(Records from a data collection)
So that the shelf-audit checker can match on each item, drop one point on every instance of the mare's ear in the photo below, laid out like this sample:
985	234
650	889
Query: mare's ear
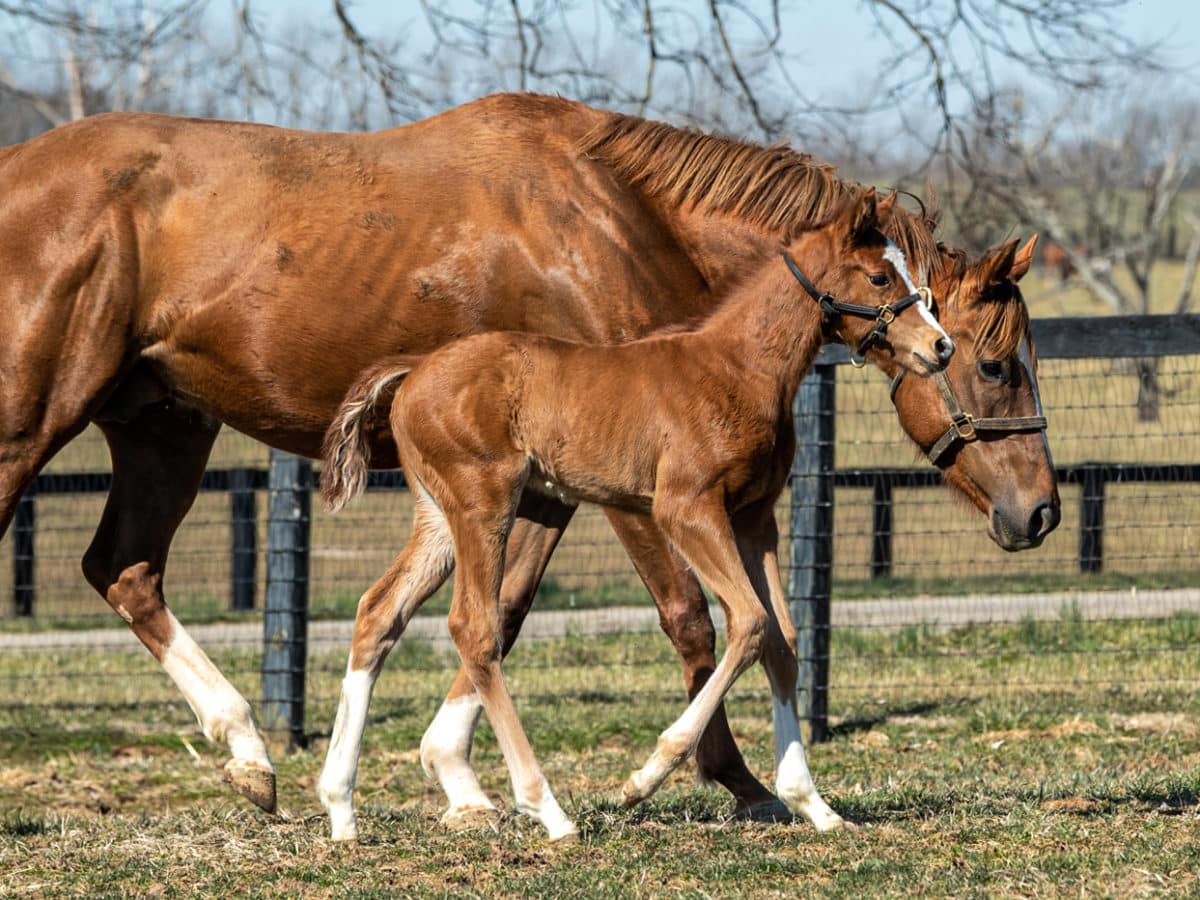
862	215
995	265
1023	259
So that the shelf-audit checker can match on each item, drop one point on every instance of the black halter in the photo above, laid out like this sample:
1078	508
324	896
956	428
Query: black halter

-- WORK INSTRUCTION --
Reproduce the lines above letter for letter. The pictures stay behind.

-- OUTPUT --
So that the shelf-audit checker can match on each item, drop one point on every instance of the mare's ear in the photo below, laid out like this sample:
985	234
650	889
Query: mare's ear
862	215
995	265
1023	259
So that the shelf-audit checker can match on each item, drop one point on every instance of the black halter in the photo above, laid out like this sample:
1078	508
324	896
956	428
Query: black halter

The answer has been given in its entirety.